* PROBLEMS:
1) In the counseling text, how many counselees does the world's pattern of group counseling assign to a single counselor?
2) Reproduce the stretch of the counseling text from "By: Dr. Mark" through "with one counselee." word for word.

* TEXT TO READ:

____________

By: Dr. Mark E. Shaw
There is no need to follow the world’s example of counseling if you are a biblical counselor doing the strenuous work of addiction counseling.
What do I mean?
Traditional Counseling
The world’s model of counseling pairs one counselor to work with one counselee or one family unit (such as a married couple, or maybe a family of 3). Even in group counseling, the world’s pattern is to assign a group of 10-15 counselees to only one counselor. Acting as a facilitator, this leader pulls out the so-called wisdom from each participant counselee.
Flip Your Lid
But let’s flip that idea on its head! Imagine if the Body of Christ deployed 10-15 church members as disciple-makers with one supervising counselor over them all. A structured plan for weekly meetings could be utilized with one counselee.
For example, imagine you are a leader in your local church and have been told that young 17-year-old Eddie is in rebellion. School is out for the summer, but he has dabbled with drugs and has been hanging out with the “wrong crowd.” He is now part of the wrong crowd himself and influencing others for evil. Eddie’s family is active in your local church, and you want to help him.
Spearhead a Counseling Ministry to Reach One Soul
Here is your plan. Rather than just assigning him one biblical counselor, you want to help Eddie be transformed by deploying a team of counselors to disciple him. Is one soul worth this much investment of time and energy? I say “yes.”

____________

* SUPPLIED MATERIAL:
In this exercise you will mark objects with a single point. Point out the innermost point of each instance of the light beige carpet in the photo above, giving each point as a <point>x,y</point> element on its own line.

____________

* RESULTS OF THE EXERCISE:
1) A group of 10-15 counselees.

2)
By: Dr. Mark E. Shaw
There is no need to follow the world’s example of counseling if you are a biblical counselor doing the strenuous work of addiction counseling.
What do I mean?
Traditional Counseling
The world’s model of counseling pairs one counselor to work with one counselee or one family unit (such as a married couple, or maybe a family of 3). Even in group counseling, the world’s pattern is to assign a group of 10-15 counselees to only one counselor. Acting as a facilitator, this leader pulls out the so-called wisdom from each participant counselee.
Flip Your Lid
But let’s flip that idea on its head! Imagine if the Body of Christ deployed 10-15 church members as disciple-makers with one supervising counselor over them all. A structured plan for weekly meetings could be utilized with one counselee.